▶ EXPLORE THE MATERIAL
[1] Translate this sentence from the article on warfarin and aspirin after MI into Spanish: "The warfarin dosage was adjusted to maintain an International Normalized Ratio of 1.5–2.5."
[2] According to the article on warfarin and aspirin after MI, at how many VA medical centers could study participants have been screened?
[3] Reproduce the passage of the article on warfarin and aspirin after MI from "Warfarin Adds No" to "a myocardial infarction.".

▶ SELECTED EXCERPT
################
Warfarin Adds No Benefit to Aspirin Therapy After MI

Kate Traynor

Research conducted by the Department of Veterans Affairs (VA) indicates that combination therapy with low-dose aspirin and warfarin does not offer a clinical benefit over standard aspirin therapy after a myocardial infarction.

Known as the Combination Hemotherapy and Mortality Prevention Study, the six-year investigation sought to determine whether treatment with two antithrombotics would yield more benefits for survivors of myocardial infarction than standard therapy with one agent.

The VA researchers found that the frequencies of death, repeat myocardial infarction, and stroke did not markedly differ between the group of patients who received aspirin 81 mg/day and an adjusted dosage of warfarin sodium and those who took aspirin 162 mg/day. But the 2,522 patients who took both aspirin and warfarin were more likely than the 2,537 patients who used aspirin alone to have had a bleeding episode during therapy. The warfarin dosage was adjusted to maintain an International Normalized Ratio of 1.5–2.5.

Study participation was open to men and women who had been screened at any of 78 VA medical centers within 14 days after an acute myocardial infarction and had a life expectancy of at least two years. Patients who were at high risk for bleeding, were hypersensitive to the effects of warfarin, or had been treated with high dosages of aspirin or a nonsteroidal antiinflammatory drug were ineligible for the study. The results of the study appear in the Feb. 5 issue of Circulation.
################
▶ SUPPLIED RECORDS
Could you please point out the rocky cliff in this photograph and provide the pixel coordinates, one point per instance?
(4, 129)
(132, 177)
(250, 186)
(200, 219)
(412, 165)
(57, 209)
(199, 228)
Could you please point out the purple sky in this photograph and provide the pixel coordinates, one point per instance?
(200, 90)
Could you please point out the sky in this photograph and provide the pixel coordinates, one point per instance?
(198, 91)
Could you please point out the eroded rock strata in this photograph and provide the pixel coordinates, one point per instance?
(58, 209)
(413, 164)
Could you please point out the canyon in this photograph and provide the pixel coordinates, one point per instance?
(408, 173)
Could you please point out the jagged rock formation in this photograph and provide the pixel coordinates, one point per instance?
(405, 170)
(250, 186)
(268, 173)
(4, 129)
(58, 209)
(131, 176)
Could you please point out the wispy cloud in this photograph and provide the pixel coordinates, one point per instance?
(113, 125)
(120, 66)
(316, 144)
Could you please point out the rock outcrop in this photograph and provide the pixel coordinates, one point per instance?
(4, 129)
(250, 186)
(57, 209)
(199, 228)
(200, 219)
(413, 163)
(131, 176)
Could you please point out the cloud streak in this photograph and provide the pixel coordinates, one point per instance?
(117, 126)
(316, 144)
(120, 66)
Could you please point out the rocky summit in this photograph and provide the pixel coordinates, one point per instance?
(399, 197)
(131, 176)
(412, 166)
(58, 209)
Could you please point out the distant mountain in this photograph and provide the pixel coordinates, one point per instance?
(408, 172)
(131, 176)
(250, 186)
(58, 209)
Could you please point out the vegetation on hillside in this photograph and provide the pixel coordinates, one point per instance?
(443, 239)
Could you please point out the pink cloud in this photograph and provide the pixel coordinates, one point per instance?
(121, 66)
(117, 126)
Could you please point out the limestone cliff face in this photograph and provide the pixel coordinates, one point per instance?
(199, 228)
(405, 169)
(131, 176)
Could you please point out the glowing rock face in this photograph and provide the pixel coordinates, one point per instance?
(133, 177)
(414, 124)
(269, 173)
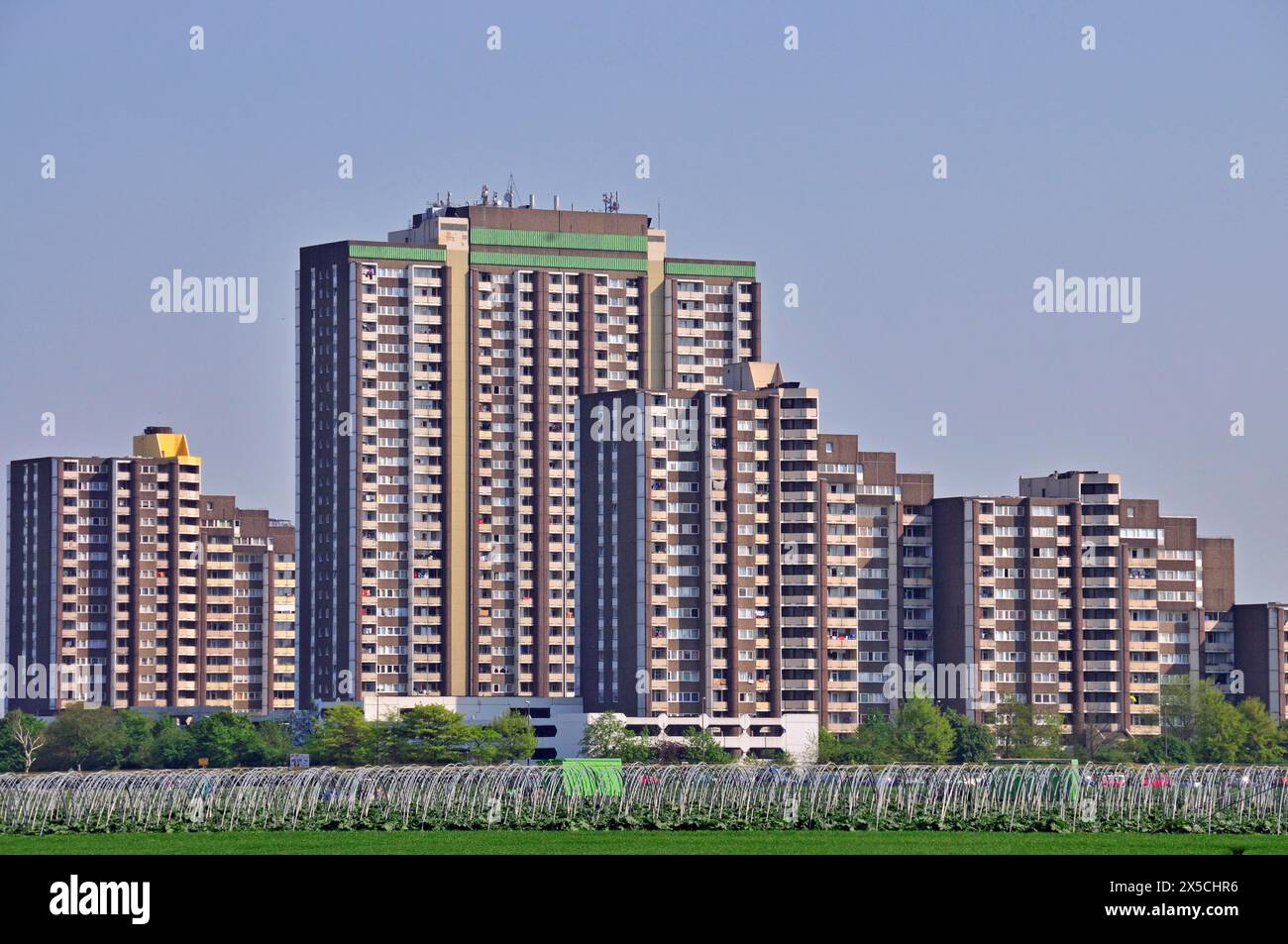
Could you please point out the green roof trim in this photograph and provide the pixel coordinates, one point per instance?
(413, 253)
(546, 239)
(719, 269)
(532, 261)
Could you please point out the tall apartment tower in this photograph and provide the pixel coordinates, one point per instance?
(1080, 601)
(1261, 653)
(735, 561)
(438, 374)
(879, 581)
(128, 587)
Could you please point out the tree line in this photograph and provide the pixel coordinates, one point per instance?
(81, 738)
(1198, 725)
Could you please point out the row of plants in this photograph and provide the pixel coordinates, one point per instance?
(86, 738)
(583, 794)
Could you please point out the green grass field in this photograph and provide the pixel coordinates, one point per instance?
(519, 842)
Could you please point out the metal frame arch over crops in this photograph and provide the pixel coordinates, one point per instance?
(1006, 796)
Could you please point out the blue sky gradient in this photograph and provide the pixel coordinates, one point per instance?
(914, 294)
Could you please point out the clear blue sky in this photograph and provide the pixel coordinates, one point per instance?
(915, 294)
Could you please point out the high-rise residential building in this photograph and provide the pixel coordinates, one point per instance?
(438, 373)
(1261, 653)
(128, 587)
(877, 579)
(738, 563)
(1080, 601)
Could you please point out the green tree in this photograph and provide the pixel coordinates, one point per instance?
(84, 738)
(1261, 742)
(604, 736)
(921, 733)
(515, 737)
(138, 733)
(274, 738)
(1024, 733)
(22, 737)
(228, 739)
(1179, 708)
(827, 747)
(702, 747)
(430, 734)
(342, 737)
(1166, 749)
(1220, 729)
(973, 742)
(172, 746)
(872, 742)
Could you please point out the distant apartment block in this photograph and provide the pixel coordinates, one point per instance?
(1261, 653)
(737, 562)
(1080, 601)
(877, 581)
(141, 590)
(438, 373)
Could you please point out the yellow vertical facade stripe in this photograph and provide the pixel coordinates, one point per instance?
(459, 475)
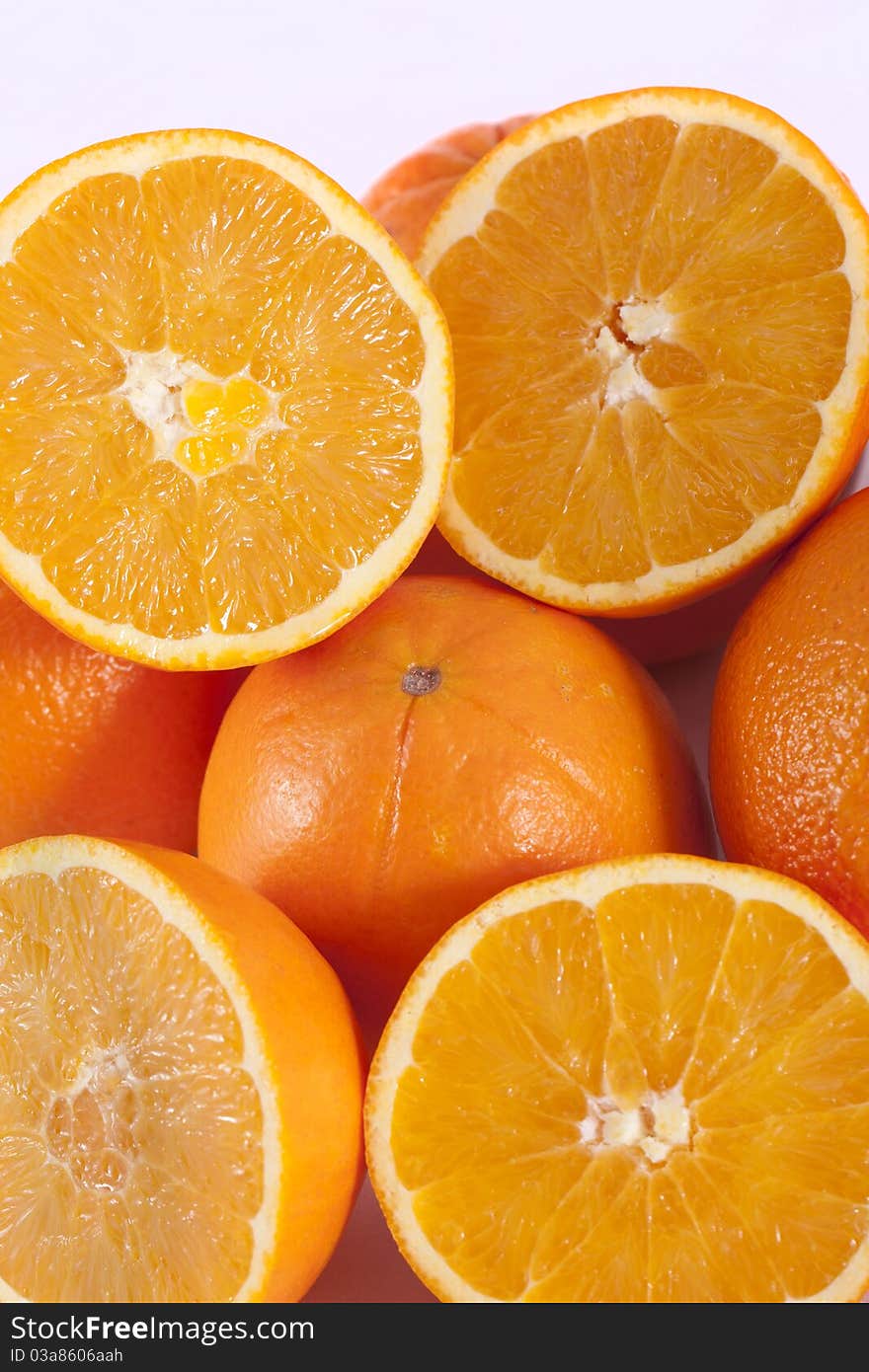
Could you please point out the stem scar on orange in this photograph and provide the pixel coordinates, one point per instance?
(641, 1082)
(454, 738)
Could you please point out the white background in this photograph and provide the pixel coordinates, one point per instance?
(353, 87)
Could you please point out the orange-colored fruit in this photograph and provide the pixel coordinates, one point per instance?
(653, 639)
(659, 306)
(790, 738)
(641, 1082)
(180, 1083)
(454, 739)
(94, 744)
(225, 400)
(405, 197)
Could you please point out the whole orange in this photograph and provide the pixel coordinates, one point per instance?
(790, 741)
(98, 745)
(405, 196)
(449, 742)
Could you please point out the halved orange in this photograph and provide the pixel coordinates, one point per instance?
(661, 328)
(647, 1080)
(225, 400)
(180, 1083)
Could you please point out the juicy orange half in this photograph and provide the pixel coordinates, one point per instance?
(225, 400)
(180, 1084)
(647, 1080)
(659, 317)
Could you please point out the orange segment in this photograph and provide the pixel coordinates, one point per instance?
(647, 1080)
(628, 162)
(148, 1080)
(229, 235)
(215, 301)
(711, 169)
(94, 449)
(94, 254)
(679, 252)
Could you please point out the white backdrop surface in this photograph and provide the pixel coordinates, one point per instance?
(355, 87)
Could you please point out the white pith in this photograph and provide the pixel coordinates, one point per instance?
(465, 210)
(359, 583)
(588, 888)
(657, 1125)
(153, 389)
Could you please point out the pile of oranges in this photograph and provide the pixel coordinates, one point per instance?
(447, 815)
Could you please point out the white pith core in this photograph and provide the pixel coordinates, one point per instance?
(657, 1125)
(153, 390)
(639, 323)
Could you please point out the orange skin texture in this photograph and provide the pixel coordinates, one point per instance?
(405, 197)
(376, 818)
(315, 1054)
(98, 745)
(790, 738)
(654, 639)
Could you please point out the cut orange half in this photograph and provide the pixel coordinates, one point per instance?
(647, 1080)
(225, 400)
(661, 328)
(180, 1084)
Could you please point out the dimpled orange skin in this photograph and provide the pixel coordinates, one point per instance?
(790, 738)
(98, 745)
(313, 1050)
(654, 639)
(405, 197)
(376, 818)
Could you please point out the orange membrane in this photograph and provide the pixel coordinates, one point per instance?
(644, 324)
(130, 1131)
(665, 1098)
(207, 404)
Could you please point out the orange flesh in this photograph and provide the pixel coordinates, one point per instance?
(602, 440)
(130, 1132)
(661, 1100)
(193, 366)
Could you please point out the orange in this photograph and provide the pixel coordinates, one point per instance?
(641, 1082)
(790, 737)
(405, 196)
(225, 400)
(95, 744)
(180, 1084)
(653, 639)
(453, 739)
(661, 327)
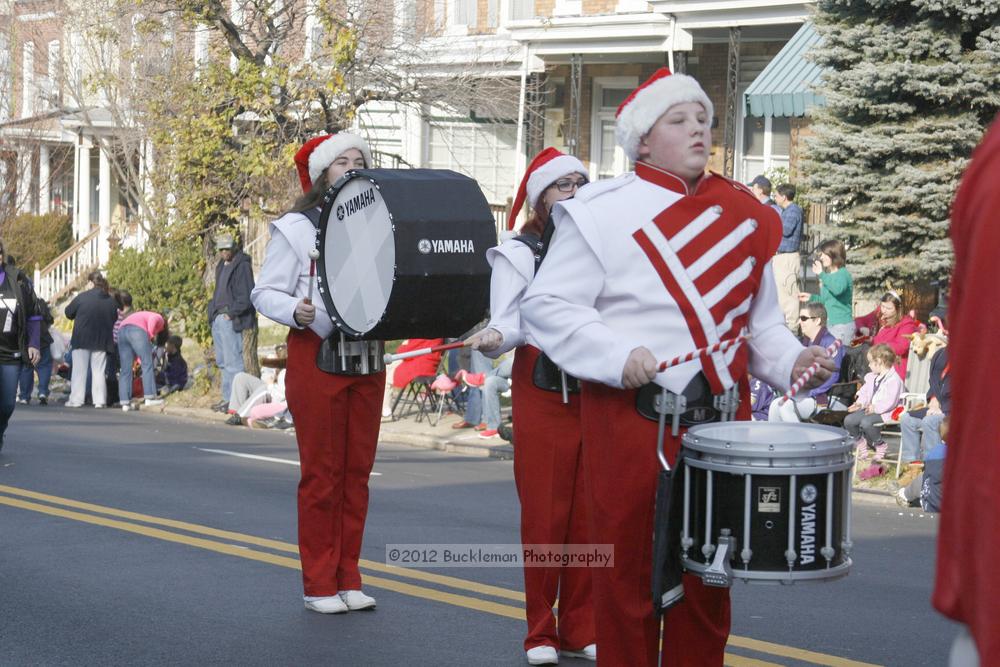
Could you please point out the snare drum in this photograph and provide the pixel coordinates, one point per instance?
(403, 253)
(766, 502)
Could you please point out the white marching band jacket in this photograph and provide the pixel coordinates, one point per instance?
(635, 261)
(513, 265)
(284, 278)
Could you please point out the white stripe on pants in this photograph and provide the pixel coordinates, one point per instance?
(97, 361)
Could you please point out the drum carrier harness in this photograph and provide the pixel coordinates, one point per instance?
(346, 357)
(546, 375)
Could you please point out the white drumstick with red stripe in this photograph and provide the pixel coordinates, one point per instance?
(831, 351)
(721, 346)
(389, 358)
(313, 256)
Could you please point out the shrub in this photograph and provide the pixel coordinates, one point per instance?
(32, 239)
(167, 279)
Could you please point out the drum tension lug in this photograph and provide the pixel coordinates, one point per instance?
(669, 403)
(720, 572)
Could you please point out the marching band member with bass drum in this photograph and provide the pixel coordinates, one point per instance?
(337, 416)
(645, 267)
(548, 466)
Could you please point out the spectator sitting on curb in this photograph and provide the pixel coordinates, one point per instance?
(887, 324)
(249, 391)
(836, 289)
(812, 323)
(919, 428)
(877, 399)
(401, 373)
(495, 383)
(173, 377)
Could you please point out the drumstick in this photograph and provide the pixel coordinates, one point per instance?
(721, 346)
(809, 372)
(313, 256)
(389, 358)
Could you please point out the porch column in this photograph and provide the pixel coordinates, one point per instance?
################
▶ ACTIVITY ANSWERS
[1] La dosis de warfarina se ajustó para mantener una razón internacional normalizada de 1,5–2,5.

[2] 78 VA medical centers.

[3]
Warfarin Adds No Benefit to Aspirin Therapy After MI

Kate Traynor

Research conducted by the Department of Veterans Affairs (VA) indicates that combination therapy with low-dose aspirin and warfarin does not offer a clinical benefit over standard aspirin therapy after a myocardial infarction.